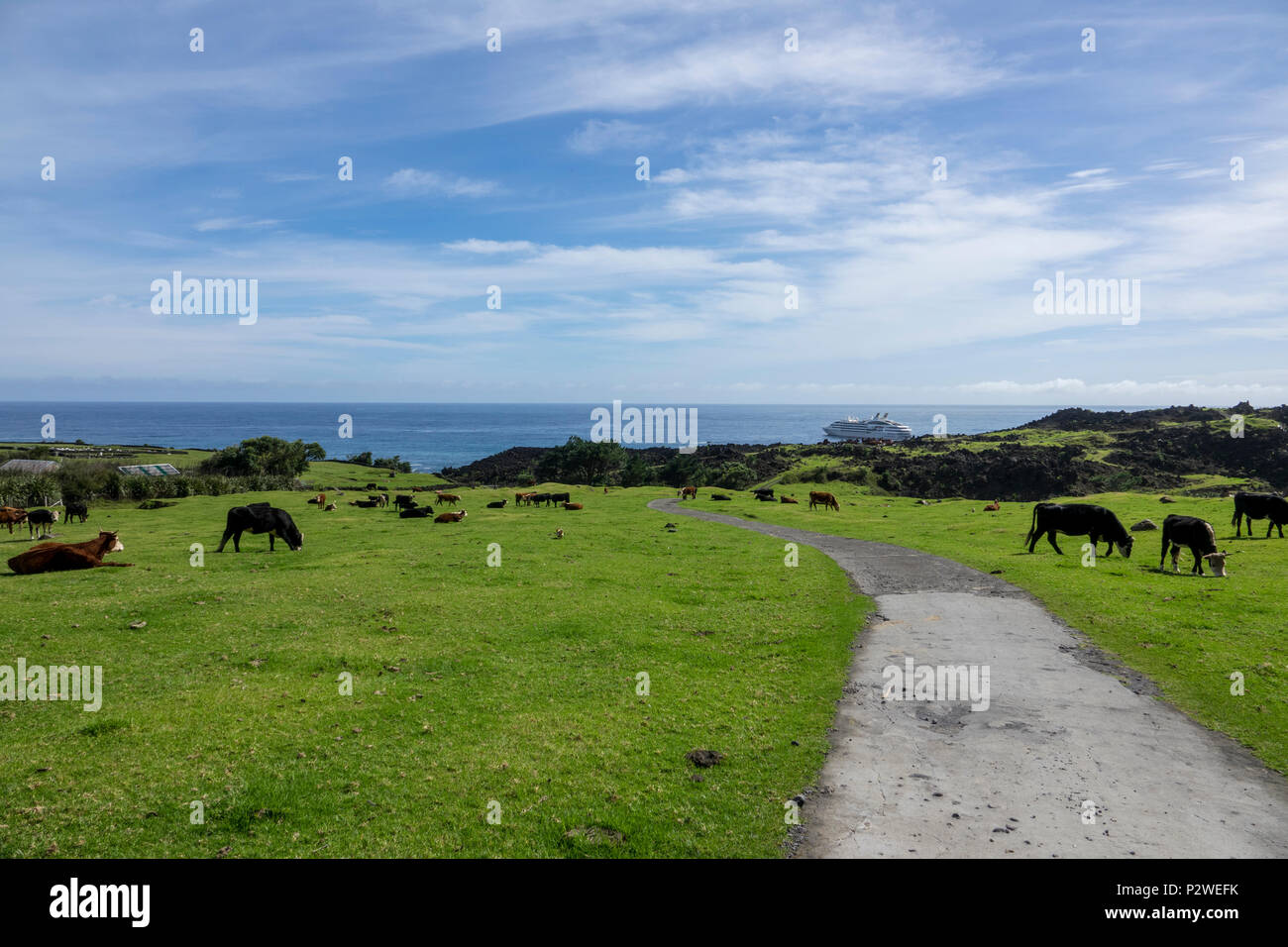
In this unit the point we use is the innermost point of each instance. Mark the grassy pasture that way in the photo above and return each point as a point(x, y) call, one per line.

==

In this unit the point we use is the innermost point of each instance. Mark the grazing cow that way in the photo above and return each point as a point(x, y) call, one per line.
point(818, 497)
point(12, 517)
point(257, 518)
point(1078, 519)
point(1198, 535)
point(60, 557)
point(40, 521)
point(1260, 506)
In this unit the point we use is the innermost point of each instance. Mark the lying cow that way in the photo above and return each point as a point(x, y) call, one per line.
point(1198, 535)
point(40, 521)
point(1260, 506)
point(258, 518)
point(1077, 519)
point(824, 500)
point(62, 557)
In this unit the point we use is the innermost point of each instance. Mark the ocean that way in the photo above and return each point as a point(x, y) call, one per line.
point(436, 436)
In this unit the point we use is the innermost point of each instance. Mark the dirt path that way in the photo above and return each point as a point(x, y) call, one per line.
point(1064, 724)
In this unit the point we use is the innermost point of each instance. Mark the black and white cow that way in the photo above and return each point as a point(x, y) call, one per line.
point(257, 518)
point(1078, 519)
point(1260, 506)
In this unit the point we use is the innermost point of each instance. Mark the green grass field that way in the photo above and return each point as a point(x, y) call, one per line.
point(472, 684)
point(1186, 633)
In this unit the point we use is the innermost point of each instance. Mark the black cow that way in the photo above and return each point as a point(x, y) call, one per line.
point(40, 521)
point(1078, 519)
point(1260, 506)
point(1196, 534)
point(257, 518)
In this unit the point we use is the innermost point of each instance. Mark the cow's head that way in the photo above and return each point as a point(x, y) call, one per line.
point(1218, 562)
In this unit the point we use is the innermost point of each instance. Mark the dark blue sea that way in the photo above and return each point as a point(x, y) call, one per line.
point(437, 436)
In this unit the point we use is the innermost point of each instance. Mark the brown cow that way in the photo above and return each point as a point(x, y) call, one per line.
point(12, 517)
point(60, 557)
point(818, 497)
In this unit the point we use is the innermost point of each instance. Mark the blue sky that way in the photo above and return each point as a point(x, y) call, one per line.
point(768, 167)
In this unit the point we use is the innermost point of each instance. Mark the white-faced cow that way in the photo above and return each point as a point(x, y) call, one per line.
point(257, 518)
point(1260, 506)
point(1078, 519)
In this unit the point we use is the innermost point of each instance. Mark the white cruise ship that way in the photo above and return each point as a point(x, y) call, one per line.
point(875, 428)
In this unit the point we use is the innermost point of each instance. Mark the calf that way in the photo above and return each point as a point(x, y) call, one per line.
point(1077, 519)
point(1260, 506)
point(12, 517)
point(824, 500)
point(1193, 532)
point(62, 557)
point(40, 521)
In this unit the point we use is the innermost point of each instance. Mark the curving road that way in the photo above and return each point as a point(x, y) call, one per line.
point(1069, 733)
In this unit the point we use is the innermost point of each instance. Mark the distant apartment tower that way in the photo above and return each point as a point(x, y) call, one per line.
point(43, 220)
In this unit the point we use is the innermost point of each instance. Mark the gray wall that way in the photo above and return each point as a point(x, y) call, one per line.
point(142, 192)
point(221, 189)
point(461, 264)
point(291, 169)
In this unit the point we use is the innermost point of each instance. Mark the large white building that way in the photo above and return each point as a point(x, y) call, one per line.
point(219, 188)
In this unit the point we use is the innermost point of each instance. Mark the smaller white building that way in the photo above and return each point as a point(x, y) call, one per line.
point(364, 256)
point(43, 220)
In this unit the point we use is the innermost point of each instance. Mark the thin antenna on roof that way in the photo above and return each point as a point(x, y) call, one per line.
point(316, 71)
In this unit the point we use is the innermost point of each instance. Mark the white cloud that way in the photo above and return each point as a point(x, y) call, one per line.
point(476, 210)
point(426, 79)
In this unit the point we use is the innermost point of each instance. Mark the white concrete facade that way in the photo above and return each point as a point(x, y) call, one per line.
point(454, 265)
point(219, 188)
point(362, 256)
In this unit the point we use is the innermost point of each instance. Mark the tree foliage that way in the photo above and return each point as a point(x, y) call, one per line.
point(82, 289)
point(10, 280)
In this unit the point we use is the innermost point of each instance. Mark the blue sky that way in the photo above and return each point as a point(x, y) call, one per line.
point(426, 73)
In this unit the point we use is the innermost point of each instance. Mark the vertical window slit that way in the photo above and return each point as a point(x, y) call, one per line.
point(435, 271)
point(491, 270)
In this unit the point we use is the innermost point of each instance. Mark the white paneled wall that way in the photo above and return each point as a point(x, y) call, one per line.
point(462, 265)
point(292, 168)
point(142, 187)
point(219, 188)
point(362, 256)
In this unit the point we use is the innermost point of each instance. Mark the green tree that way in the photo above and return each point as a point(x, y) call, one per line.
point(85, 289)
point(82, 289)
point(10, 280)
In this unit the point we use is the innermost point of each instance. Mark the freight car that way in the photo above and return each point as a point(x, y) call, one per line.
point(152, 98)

* * *

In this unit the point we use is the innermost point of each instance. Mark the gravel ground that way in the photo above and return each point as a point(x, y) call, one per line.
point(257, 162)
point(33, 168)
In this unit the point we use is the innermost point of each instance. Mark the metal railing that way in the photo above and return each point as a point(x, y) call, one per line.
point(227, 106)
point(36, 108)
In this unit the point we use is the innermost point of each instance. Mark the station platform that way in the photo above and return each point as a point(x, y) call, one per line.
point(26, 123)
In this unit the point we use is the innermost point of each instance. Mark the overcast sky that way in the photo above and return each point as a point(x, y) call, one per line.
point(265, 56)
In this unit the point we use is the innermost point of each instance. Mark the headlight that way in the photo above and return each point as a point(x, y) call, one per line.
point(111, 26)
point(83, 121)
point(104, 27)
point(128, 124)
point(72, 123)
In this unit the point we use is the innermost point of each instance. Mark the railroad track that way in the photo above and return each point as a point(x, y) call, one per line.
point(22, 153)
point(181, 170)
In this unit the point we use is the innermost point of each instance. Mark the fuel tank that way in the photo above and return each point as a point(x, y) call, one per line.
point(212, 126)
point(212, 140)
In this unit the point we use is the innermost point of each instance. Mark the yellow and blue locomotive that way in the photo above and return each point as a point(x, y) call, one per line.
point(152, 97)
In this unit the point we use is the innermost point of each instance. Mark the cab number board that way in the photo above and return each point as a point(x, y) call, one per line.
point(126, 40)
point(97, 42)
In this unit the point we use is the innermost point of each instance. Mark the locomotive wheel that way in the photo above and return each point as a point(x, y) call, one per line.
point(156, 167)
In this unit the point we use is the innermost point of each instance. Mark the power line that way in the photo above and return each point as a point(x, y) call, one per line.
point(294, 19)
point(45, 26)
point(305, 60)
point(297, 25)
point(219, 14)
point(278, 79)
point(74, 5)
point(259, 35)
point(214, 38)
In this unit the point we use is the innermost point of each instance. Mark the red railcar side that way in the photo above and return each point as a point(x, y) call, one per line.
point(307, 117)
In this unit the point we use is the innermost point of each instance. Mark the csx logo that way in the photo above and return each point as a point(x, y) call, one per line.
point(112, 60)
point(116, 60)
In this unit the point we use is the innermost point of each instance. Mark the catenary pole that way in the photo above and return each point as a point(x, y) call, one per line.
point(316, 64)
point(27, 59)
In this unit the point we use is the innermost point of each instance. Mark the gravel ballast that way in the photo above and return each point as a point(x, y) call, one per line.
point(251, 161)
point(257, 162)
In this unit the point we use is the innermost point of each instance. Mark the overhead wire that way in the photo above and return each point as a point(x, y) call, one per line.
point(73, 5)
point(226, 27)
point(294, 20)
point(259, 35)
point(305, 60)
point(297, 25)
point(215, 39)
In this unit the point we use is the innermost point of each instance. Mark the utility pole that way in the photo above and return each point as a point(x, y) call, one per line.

> **SHORT TASK**
Convert the records from the line with "Mark the yellow" to the line with "point(27, 59)", both ends included, into a Markdown table with a Row column that numbers each line and a Line column that holds it. Leave out blank lines.

> **THE RESPONSE**
| Row | Line |
|---|---|
| 1 | In this unit the point we use is the innermost point of each instance. Mark the yellow and blue locomotive that way in the photo above and return each point as a point(x, y) call, one per line. |
| 2 | point(152, 97) |
| 3 | In this unit the point we use is the innermost point of each instance. Mark the cab number board that way in the photo above and return each point as a point(x, y) call, one per line. |
| 4 | point(126, 40) |
| 5 | point(97, 42) |
| 6 | In this unit the point we use is the innermost point of each instance. Mark the locomotive wheel that way in the photo above and return each point as a point(x, y) call, one per line. |
| 7 | point(156, 167) |
| 8 | In this unit the point we use is the innermost point of each instance. Mark the power line that way in the photo above and return each point as a point(x, y) call, one per line. |
| 9 | point(294, 19) |
| 10 | point(45, 26) |
| 11 | point(305, 60) |
| 12 | point(297, 25) |
| 13 | point(219, 14) |
| 14 | point(278, 79) |
| 15 | point(74, 5) |
| 16 | point(259, 35) |
| 17 | point(214, 38) |
| 18 | In this unit the point we use is the innermost point of each instance. Mark the red railcar side that way in the photo above and return each point as a point(x, y) call, one per line. |
| 19 | point(307, 117) |
| 20 | In this unit the point we use is the innermost point of each instance. Mark the csx logo that way in the photo above and return each point as a point(x, y) call, one per line. |
| 21 | point(112, 60) |
| 22 | point(116, 60) |
| 23 | In this unit the point we use is the innermost point of each instance. Mark the catenary pole that way in the photo above and return each point as a point(x, y) call, one per line. |
| 24 | point(316, 64) |
| 25 | point(27, 59) |